▶ [AUSGEWÄHLTER TEXTAUSZUG]:
○ ○ ○ ○ ○ ○ ○

Materialwert statt Menschenwürde



Man darf den Eltern glauben, dass sie dieses nachgeborene Kind ebenfalls lieben. Dennoch steht am Anfang des Lebens der Zweck, für den die Designerbabys geschaffen werden. Nicht um ihrer selbst willen werden sie gezeugt, sondern fremdnützig, um ihr Geschwister zu retten. Mit Blick auf das erste dieser Kinder sagte Bischof Dr. Gebhard Fürst, der Bischof von Rottenburg/Stuttgart, bei einer Ansprache vor Medizinern im Sommer 2008: „Adam verdankt seine Existenz nur seinen Blutwerten. Für sich selbst scheint er keine Lebensberechtigung zu haben … Fast scheint es da wie eine Ironie des Schicksals, dass dieses Kind Adam heißt. Denn dieser Adam ist nicht um seiner selbst willen wichtig, Menschenwürde wird vertauscht mit Materialwert … So gut wir die Eltern vielleicht verstehen können, es bleibt unübersehbar, dass der Mensch Adam Mittel zum Zweck der Heilung von Molly ist."



Hinzu kommt ein anderer Aspekt: Die bisherigen Designerbabys wurden zur Rettung ihrer Geschwister gezeugt. Aber wo wird die Grenze sein? Denkbar ist doch auch die Zeugung zur Rettung eines Elternteils, eines nahen Verwandten, der liebsten Freundin der Familie. Und wie lange wird es dauern, bis Leihmütter Embryonen für Geld austragen, weil jemand eben dieses Gewebe braucht, selber kein Kind bekommen kann, aber über genug Geld verfügt? Doch dies sind tatsächlich düstere Zukunftsfantasien.

○ ○ ○ ○ ○ ○ ○

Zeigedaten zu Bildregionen
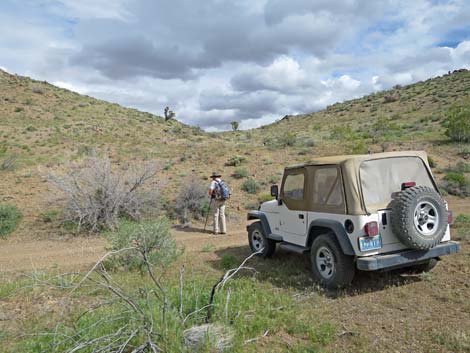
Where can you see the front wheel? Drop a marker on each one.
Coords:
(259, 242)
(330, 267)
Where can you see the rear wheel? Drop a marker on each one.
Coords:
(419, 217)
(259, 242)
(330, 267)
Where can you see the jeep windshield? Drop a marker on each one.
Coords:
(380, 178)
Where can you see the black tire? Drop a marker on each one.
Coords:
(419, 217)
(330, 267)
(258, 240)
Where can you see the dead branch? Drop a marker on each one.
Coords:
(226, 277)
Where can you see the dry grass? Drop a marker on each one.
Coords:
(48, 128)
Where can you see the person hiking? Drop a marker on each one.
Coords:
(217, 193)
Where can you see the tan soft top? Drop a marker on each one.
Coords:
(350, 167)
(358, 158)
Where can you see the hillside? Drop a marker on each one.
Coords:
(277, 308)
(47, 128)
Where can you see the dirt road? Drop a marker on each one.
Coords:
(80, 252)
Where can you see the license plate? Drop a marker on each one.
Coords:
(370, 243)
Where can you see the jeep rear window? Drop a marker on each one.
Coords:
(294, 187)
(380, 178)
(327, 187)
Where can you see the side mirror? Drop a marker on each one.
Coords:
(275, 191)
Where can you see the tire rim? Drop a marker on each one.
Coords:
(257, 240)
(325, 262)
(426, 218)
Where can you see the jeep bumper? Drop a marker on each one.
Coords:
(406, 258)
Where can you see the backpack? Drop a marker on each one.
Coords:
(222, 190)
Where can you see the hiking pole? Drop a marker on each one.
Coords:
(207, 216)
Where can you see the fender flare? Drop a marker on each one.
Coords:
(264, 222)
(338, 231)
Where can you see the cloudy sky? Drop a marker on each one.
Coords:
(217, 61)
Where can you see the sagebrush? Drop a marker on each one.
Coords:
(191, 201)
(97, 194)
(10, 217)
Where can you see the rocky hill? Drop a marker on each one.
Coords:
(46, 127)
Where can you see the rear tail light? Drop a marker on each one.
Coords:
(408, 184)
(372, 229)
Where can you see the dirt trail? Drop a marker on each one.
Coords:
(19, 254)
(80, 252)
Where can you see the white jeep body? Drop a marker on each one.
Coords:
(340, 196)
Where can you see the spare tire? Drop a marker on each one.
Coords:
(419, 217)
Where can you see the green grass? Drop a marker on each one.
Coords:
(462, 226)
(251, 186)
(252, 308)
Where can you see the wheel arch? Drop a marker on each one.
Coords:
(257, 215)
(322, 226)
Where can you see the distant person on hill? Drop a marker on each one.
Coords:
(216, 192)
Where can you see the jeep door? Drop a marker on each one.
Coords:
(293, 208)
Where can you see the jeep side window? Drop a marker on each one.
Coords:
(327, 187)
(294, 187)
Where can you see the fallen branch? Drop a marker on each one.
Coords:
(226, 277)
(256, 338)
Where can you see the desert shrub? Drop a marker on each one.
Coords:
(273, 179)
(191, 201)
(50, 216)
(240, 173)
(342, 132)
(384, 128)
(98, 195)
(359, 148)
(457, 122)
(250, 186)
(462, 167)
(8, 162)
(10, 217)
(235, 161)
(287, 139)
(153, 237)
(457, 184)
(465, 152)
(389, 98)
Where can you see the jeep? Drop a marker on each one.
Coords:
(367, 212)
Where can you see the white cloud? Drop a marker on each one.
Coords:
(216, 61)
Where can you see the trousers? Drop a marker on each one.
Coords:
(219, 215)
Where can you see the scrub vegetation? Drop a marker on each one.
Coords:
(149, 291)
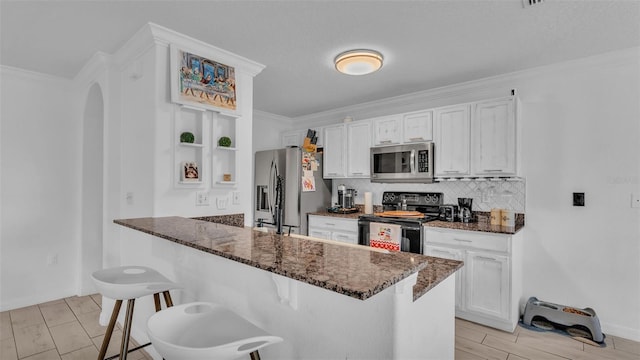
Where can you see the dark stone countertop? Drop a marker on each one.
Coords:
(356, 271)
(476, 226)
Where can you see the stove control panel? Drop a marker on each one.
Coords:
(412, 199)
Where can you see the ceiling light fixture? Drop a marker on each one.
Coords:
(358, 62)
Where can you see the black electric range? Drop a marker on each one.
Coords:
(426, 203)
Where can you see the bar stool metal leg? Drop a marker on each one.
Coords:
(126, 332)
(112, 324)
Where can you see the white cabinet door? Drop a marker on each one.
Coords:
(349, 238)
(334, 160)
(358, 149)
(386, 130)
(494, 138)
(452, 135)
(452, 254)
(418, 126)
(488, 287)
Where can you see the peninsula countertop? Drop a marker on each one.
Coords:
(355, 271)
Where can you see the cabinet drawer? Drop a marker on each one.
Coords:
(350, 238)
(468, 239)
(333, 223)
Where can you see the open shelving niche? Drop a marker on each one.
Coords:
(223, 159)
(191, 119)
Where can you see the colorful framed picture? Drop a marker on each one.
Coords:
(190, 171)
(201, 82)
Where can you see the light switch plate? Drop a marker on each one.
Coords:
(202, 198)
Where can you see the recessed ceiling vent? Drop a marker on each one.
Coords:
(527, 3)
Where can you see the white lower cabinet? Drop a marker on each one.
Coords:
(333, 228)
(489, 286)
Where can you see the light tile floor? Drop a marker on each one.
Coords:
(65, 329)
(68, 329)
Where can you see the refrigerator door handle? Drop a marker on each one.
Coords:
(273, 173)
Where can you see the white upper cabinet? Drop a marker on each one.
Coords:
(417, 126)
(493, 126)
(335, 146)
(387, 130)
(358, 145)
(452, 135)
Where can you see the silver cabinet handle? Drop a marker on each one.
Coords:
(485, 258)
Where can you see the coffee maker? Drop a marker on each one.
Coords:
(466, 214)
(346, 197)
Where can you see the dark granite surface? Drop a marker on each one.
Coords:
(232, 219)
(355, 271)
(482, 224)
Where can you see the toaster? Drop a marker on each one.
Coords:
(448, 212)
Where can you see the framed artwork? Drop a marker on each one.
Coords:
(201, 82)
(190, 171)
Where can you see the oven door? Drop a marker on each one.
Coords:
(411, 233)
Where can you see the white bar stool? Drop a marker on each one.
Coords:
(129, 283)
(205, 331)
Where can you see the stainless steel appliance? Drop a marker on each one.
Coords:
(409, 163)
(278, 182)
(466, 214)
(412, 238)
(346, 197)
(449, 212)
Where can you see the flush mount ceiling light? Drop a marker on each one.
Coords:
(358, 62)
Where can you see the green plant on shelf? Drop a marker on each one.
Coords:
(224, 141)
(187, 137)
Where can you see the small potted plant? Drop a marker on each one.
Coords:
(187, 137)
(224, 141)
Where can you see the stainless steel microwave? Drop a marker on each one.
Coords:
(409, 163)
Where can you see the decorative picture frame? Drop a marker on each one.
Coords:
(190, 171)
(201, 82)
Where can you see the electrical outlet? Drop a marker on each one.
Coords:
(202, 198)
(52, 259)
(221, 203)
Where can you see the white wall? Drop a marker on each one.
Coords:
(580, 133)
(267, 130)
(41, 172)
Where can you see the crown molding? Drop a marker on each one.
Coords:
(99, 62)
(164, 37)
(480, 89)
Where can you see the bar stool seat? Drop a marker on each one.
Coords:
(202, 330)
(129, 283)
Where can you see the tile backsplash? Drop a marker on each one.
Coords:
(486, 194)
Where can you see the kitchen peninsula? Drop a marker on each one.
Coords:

○ ○ ○ ○ ○ ○ ○

▶ [ARBEITSAUFTRAG 1]:
Beantworten Sie anhand des Textauszugs über Designerbabys die folgenden Fragen:
(a) Wann hielt Bischof Dr. Gebhard Fürst seine Ansprache vor Medizinern?
(b) Wessen Heilung dient Adam laut dem Zitat als Mittel zum Zweck?
(c) Zu wessen Rettung wurden die bisherigen Designerbabys gezeugt?
▶ [ARBEITSAUFTRAG 2]:
Führen Sie den Textauszug über Designerbabys im Anschluss an seinen letzten Satz fort.
Die Einträge stehen in keinem Zusammenhang mit dem Textauszug.

▶ [ERGEBNIS 1]:
(a) Im Sommer 2008.
(b) Der Heilung von Molly.
(c) Zur Rettung ihrer Geschwister.

▶ [ERGEBNIS 2]:
Der nun schon oft erwähnte Roman von Jodi Picoult wechselt geschickt und packend die Perspektiven: Mal erzählt der Vater, mal Anna selber, dann die Mutter, der Anwalt und so weiter. So kann sich der Leser in alle Seiten hineinfühlen und muss am Ende selber entscheiden, auf wessen Seite er steht.



Verworfene Embryonen



Eine Seite kommt im Roman allerdings gar nicht und in den Medienberichten beim jüngsten Fall in Spanien nur selten vor: die Seite der Embryonen, die bei dem Verfahren ebenfalls entstehen, aber dann – wie es meist verharmlosend formuliert wird – „verworfen werden", weil sie nicht ins Raster passen und der Mutter nicht eingepflanzt werden. Es geht nämlich bei der ganzen Problematik nicht nur um ein krankes Kind, dessen Familie und das nachgeborene Kind, das sein Gewebe spenden muss. Es geht auch um die Embryonen, die entstehen, dann aber für den Zweck nicht in Frage kommen. Es geht um menschliches Leben im allerfrühesten Stadium.



Im Falle des ersten Designerbabys – Adam Nash – sollen mehr als zehn Embryonen entstanden sein, von denen nur einer in die Gebärmutter gespült wurde. Die anderen wurden nicht gebraucht. Was genau mit diesen geschah, ist nicht bekannt. Üblicherweise werden die überschüssigen Embryonen bei einer PID nicht weiter versorgt und somit getötet, oder sie werden tiefgefroren, um möglicherweise später doch noch eingesetzt zu werden, oder aber sie werden zu Forschungszwecken benutzt. Letzteres geschieht vor allem in Großbritannien, wo man einen Embryo, der jünger als zwei Wochen ist, nicht als menschliches Individuum betrachtet und daher auch nicht als schützenswert.



Das Verbot der Methode in einigen Ländern bringt jedoch keine Lösung des Problems. Eltern, die dazu entschlossen und finanziell in der Lage sind, werden für das Verfahren in Länder reisen, wo sie diese Möglichkeit haben. Ein Tourismus ganz eigener Art kann entstehen. In Elodies Fall ist dies ja bereits geschehen.



Hat der Recht, der heilt?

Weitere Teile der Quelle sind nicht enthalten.